Задания для выполнения:
[1] Объясните по тексту о выкупе Шевченко, ради чего Карл Брюллов написал портрет В. А. Жуковского.
[2] Перечислите всех людей, которые названы по имени в тексте о выкупе Шевченко.
[3] Перепишите без изменений часть текста о выкупе Шевченко. Начните со слов «Такое положение вещей» и закончите словами «делать с Хивой.».

Исходный текст:
--------------------------------------------------

Такое положение вещей не могло устроить российского императора. В конце 1838 года В. А. Перовский вместе с В. И. Далем поехал в столицу для консультаций о том, что делать с Хивой.
В петербургском высшем обществе всё еще обсуждалось событие, произошедшее весной. Лучший русский живописец того времени – Карл Брюллов – для того, чтобы выкупить на волю талантливого крепостного юношу, уже неплохо показавшего себя в качестве художника и поэта, написал портрет В. А. Жуковского. Этот портрет разыграли в лотерею среди членов монаршей семьи. Таким образом была получена необходимая для выкупа сумма – 2500 рублей ассигнациями. Это произошло 22 апреля 1838 года. Через три дня в мастерской Карла Брюллова вольная была вручена молодому человеку – Тарасу Григорьевичу Шевченко. Позднее в автобиографии, написанной от третьего лица, он сказал:
«С того же дня начал он посещать классы Академии художеств и вскоре сделался одним из любимых учеников и товарищей великого Карла Брюллова».

--------------------------------------------------

Перечень записей:

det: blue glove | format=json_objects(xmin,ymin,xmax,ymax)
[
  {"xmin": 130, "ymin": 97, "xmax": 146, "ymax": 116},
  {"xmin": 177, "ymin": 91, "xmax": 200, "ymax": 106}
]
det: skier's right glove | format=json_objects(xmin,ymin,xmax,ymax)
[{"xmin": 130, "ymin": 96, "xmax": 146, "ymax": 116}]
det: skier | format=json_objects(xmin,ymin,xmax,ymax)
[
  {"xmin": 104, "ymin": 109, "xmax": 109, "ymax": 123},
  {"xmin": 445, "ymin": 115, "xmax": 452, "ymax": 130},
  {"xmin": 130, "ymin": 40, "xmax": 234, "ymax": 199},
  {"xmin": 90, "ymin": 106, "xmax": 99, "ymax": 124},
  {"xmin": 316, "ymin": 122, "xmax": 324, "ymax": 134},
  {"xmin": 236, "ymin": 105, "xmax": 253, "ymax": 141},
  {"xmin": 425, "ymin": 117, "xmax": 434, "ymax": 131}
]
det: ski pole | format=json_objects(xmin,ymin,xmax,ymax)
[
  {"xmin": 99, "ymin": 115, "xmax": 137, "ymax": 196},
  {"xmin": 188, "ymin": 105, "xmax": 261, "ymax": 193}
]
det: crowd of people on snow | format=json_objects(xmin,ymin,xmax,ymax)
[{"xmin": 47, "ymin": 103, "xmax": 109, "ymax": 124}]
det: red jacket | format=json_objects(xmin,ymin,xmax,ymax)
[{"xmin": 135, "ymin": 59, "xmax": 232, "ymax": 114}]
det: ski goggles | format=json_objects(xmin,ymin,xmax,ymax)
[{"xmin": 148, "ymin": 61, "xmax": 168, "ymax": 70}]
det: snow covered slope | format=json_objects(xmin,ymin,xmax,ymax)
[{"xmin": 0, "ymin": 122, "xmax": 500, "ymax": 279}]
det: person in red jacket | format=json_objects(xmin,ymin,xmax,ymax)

--------------------------------------------------

Ответы к заданиям:
[1] Брюллов написал портрет, чтобы выкупить на волю талантливого крепостного юношу Тараса Григорьевича Шевченко. Портрет разыграли в лотерею среди членов монаршей семьи. Так получили нужную для выкупа сумму в 2500 рублей ассигнациями.

[2]
- В. А. Перовский
- В. И. Даль
- Карл Брюллов
- В. А. Жуковский
- Тарас Григорьевич Шевченко

[3]
Такое положение вещей не могло устроить российского императора. В конце 1838 года В. А. Перовский вместе с В. И. Далем поехал в столицу для консультаций о том, что делать с Хивой.